*What is being asked:*
Write out the data below exactly as given, without any of its pictures.
#### Material supplied
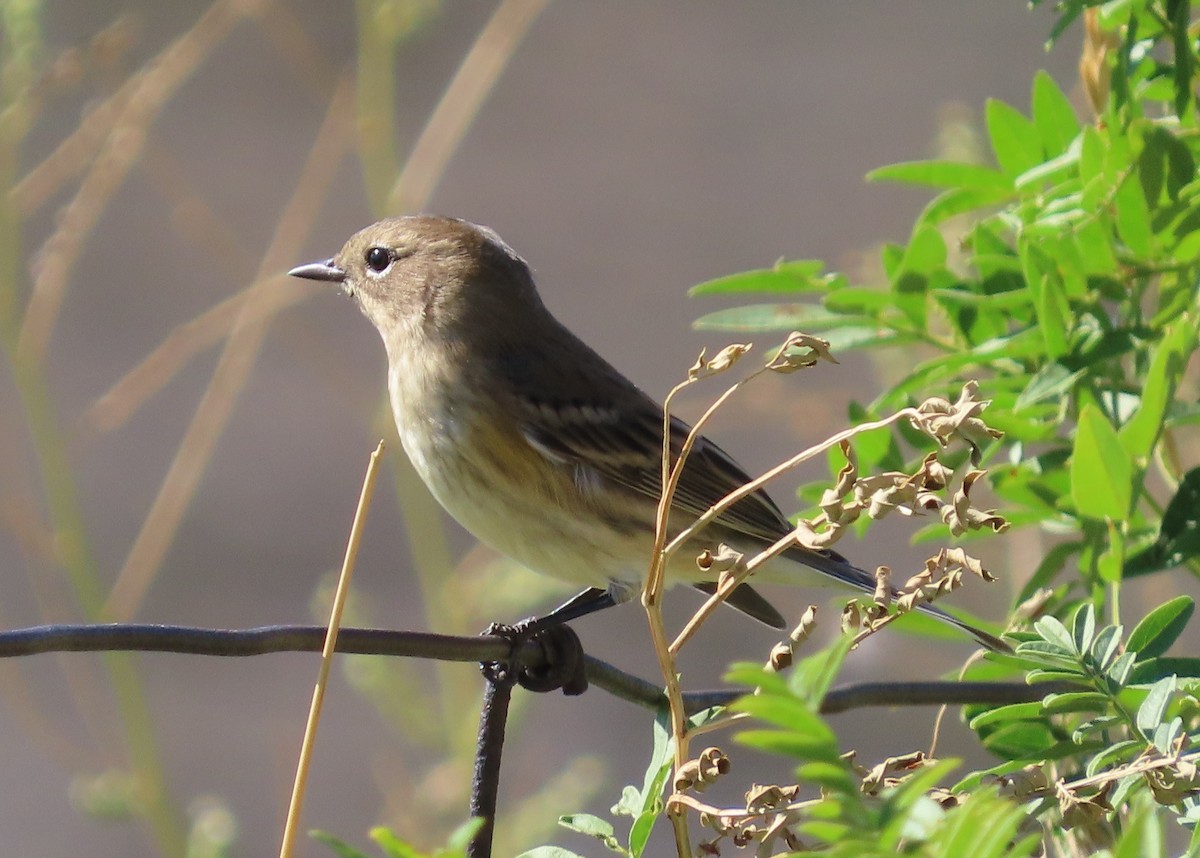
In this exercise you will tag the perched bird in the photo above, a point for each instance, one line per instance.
(534, 442)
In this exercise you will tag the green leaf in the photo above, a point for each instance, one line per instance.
(640, 833)
(943, 174)
(1167, 367)
(1153, 708)
(1179, 535)
(1051, 382)
(1083, 628)
(1101, 473)
(1054, 633)
(795, 276)
(1143, 834)
(1012, 712)
(1053, 114)
(1014, 139)
(958, 202)
(1019, 741)
(924, 256)
(342, 849)
(587, 823)
(791, 744)
(1161, 628)
(1185, 61)
(1074, 701)
(593, 827)
(789, 713)
(1152, 670)
(1133, 219)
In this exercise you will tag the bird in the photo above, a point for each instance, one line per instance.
########
*Task response:*
In this exercise you will tag the perched bird in the photo above, a point for each instance, one line per instance.
(534, 442)
In this exercise you will tag the green leaf in the photo above, a point for each instance, one line per instance.
(640, 833)
(943, 174)
(1167, 367)
(1153, 708)
(1179, 535)
(1051, 382)
(1083, 628)
(1101, 473)
(1054, 633)
(795, 276)
(1143, 834)
(1012, 712)
(1053, 114)
(1014, 139)
(958, 202)
(1019, 741)
(924, 256)
(342, 849)
(587, 823)
(791, 744)
(1161, 628)
(1185, 61)
(1074, 701)
(593, 827)
(789, 713)
(1152, 670)
(1133, 219)
In this exercise you will tag the bird in the photo above, a point for each instance, one line per instance.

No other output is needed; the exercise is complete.